------ THE DATA ------

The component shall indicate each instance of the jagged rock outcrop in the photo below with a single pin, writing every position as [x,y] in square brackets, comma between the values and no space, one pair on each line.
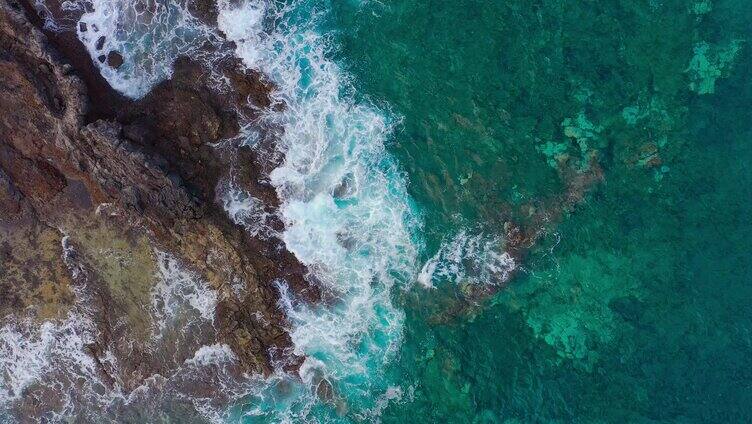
[88,204]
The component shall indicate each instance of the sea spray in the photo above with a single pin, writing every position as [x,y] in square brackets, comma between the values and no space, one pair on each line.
[149,35]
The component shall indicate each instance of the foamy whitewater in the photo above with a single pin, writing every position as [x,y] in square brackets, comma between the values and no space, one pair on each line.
[344,202]
[347,214]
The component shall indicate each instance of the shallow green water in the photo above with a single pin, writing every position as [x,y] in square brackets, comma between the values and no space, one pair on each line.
[636,304]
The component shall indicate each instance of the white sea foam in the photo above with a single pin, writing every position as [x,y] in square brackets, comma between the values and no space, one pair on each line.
[344,203]
[178,289]
[29,353]
[212,355]
[247,211]
[477,258]
[149,34]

------

__TASK TO COMPLETE__.
Write every entry again exactly as given, skipping the pictures.

__SOLUTION FOR THIS PROBLEM__.
The component shall indicate each instance of the jagged rock outcrop in the photo below with a single pin, writing every position as [x,y] in square brackets, comma between the values and no space, one pair on each line.
[88,204]
The component shall indicate each instance of the sea spray in the photo above with a single pin, writing every position as [x,y] in square brackets, comma between the values and no space, one pair on each line.
[149,35]
The component shall indicate each instance of the foamy whitewater in the photo above with a single pin, writing every position as [x,y] in square brackets, comma between the values and no space, one pair on each line.
[344,202]
[347,214]
The component shall indicate each instance of the shallow green water in the photo above with a single pin, writing every position as [x,y] in square brackets, comma between the values and no space, one pair on each line.
[636,304]
The component shall indicate each instance of the white sea foam in the photo above with a single pin, writing every position as [x,y] in square brackets, comma between the values and no space, one pair on each line.
[344,203]
[178,289]
[29,353]
[212,355]
[247,211]
[477,258]
[149,34]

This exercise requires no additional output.